What to do: Please quote the records word for word, from the first line through the line containing "box: [614, 32, 1024, 594]", including both ends.

Extracted data:
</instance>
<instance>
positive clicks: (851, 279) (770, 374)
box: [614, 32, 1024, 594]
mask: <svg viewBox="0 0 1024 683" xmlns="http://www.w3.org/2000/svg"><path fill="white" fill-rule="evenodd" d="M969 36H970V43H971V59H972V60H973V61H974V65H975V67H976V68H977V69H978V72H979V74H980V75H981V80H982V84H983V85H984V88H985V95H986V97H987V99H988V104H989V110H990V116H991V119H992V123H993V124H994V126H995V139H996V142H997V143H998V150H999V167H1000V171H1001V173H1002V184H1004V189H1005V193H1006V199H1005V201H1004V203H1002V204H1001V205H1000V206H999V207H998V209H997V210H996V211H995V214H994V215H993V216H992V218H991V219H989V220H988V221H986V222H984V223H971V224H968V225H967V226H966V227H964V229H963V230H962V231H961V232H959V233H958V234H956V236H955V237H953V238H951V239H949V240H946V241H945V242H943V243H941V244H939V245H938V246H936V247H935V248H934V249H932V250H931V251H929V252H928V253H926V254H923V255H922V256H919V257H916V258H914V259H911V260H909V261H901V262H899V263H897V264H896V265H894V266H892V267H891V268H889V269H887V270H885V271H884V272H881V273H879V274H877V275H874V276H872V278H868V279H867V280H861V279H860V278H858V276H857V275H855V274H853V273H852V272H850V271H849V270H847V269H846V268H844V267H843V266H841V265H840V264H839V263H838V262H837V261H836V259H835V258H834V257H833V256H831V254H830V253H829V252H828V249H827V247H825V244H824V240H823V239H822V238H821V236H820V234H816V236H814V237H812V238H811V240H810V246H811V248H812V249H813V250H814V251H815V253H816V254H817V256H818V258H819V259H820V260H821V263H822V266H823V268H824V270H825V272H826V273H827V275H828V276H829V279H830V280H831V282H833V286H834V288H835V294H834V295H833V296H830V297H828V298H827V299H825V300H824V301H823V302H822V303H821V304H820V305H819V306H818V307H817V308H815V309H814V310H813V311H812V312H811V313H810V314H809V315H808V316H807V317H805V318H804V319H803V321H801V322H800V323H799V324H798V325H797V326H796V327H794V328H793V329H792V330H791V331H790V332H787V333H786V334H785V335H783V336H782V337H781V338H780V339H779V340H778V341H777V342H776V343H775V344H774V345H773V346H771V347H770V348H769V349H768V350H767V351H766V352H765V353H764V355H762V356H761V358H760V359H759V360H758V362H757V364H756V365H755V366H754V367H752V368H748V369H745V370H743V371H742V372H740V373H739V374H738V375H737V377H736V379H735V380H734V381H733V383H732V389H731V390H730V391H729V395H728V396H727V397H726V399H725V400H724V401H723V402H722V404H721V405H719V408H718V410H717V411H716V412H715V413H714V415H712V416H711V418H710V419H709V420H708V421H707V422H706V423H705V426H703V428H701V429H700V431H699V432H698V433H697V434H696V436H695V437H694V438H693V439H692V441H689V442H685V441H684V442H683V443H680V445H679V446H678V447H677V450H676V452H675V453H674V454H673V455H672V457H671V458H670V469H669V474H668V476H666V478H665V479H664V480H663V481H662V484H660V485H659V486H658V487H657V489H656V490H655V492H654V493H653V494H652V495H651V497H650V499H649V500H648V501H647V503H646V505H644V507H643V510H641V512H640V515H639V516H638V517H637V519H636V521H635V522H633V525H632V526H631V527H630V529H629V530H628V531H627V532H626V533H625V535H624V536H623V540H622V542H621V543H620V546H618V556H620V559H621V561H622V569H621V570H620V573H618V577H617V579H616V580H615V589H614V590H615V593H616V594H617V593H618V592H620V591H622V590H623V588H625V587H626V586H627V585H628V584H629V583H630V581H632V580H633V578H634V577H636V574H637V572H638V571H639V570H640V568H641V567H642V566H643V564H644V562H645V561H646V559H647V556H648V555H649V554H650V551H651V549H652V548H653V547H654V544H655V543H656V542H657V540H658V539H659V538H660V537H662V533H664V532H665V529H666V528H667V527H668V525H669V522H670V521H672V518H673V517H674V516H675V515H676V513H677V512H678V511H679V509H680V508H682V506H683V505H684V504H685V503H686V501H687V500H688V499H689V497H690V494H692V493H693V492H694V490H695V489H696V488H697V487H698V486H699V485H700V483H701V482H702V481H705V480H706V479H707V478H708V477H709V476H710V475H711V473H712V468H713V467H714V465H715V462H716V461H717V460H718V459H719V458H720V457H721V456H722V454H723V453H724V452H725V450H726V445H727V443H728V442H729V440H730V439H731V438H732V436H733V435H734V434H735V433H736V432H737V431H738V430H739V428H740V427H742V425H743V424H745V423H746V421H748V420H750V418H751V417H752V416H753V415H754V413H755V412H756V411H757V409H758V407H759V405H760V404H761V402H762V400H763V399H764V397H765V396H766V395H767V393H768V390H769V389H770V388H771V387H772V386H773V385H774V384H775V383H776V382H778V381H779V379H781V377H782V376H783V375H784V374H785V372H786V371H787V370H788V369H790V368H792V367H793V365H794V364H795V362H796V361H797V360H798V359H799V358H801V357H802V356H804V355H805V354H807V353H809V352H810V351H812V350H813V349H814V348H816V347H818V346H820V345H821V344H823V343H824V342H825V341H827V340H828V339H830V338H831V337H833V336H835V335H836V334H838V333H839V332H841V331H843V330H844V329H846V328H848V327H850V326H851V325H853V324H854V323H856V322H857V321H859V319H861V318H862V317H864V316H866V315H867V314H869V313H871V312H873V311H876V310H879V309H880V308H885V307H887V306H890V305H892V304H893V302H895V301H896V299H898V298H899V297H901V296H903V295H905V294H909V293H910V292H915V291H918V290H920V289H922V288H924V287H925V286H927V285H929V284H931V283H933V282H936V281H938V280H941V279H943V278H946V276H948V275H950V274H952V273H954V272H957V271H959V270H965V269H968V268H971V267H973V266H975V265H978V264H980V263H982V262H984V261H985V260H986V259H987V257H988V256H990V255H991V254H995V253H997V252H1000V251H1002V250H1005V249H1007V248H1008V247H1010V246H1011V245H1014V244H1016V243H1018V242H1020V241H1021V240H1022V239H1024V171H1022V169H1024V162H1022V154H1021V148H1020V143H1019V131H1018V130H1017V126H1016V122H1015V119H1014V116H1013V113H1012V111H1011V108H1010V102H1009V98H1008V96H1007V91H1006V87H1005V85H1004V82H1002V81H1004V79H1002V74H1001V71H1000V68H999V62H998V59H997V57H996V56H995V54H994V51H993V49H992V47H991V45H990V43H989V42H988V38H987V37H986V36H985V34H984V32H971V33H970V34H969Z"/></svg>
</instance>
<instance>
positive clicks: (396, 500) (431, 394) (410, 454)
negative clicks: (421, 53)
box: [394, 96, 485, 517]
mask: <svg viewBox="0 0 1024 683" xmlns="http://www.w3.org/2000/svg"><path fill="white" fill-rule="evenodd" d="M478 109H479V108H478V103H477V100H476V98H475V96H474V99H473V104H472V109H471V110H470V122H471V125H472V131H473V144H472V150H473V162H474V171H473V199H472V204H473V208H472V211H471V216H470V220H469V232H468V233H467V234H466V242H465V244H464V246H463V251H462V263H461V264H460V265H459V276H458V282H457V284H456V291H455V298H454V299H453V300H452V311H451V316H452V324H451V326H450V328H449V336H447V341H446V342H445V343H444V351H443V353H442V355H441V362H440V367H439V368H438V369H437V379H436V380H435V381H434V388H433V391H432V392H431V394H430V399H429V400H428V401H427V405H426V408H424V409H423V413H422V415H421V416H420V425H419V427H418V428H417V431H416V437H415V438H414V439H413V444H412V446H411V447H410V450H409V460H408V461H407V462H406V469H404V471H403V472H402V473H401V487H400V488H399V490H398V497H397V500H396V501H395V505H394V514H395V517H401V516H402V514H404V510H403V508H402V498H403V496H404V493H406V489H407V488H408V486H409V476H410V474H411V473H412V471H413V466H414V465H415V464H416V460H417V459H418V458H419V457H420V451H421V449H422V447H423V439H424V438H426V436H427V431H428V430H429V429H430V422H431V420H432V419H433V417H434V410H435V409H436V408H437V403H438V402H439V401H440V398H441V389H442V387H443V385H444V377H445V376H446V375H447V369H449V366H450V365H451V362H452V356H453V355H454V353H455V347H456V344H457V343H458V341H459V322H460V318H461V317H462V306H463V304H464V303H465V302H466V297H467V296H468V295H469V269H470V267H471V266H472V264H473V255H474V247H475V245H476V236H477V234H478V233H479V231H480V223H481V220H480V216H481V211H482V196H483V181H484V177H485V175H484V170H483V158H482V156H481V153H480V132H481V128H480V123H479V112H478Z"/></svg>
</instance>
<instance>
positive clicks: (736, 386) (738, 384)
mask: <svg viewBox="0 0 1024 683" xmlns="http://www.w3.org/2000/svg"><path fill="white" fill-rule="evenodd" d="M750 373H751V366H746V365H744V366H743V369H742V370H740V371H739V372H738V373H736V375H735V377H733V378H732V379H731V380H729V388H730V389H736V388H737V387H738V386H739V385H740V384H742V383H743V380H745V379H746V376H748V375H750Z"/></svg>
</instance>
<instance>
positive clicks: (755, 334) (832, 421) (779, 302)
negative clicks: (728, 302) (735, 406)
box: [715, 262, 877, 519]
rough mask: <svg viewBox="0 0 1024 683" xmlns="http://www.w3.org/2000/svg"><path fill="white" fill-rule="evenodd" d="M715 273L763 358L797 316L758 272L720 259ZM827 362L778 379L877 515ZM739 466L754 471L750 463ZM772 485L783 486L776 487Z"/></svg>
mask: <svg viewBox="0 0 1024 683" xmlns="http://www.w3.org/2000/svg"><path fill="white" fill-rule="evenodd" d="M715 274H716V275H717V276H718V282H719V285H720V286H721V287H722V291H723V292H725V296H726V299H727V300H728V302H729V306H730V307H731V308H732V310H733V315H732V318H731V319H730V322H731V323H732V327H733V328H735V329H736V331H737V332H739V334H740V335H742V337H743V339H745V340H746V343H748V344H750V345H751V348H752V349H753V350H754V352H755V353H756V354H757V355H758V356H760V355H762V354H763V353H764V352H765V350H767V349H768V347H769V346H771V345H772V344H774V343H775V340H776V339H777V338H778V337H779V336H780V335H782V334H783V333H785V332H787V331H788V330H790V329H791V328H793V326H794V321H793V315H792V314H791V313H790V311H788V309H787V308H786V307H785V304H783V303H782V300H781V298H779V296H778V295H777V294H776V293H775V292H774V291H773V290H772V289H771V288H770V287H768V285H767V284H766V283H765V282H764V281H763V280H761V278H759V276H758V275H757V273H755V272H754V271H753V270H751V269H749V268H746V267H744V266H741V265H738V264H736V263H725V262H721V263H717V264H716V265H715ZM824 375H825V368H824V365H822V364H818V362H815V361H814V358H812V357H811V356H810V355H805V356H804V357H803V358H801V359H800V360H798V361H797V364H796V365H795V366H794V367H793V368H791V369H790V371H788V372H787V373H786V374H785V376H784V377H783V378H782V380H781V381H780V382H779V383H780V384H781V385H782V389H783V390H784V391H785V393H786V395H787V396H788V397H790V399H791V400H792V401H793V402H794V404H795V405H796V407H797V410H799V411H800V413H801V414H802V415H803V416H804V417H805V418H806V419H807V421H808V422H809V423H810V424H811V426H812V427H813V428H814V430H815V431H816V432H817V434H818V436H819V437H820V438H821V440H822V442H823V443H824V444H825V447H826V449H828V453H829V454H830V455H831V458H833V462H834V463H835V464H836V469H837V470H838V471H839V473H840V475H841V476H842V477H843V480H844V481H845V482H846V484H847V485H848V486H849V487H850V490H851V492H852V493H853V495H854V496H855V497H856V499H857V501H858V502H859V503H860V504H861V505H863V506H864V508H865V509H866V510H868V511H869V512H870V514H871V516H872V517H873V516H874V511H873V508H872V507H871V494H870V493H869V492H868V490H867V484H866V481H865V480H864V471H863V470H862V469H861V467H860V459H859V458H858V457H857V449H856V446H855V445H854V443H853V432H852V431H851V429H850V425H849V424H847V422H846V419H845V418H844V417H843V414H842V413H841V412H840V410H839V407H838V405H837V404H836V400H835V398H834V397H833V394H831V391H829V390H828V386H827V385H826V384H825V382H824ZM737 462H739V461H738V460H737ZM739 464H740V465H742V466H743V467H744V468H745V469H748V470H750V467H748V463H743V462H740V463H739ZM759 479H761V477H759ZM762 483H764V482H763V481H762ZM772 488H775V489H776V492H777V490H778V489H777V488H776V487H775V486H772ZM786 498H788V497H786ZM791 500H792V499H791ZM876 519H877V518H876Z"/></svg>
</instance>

Response to this task:
</instance>
<instance>
positive clicks: (851, 279) (770, 374)
box: [614, 32, 1024, 594]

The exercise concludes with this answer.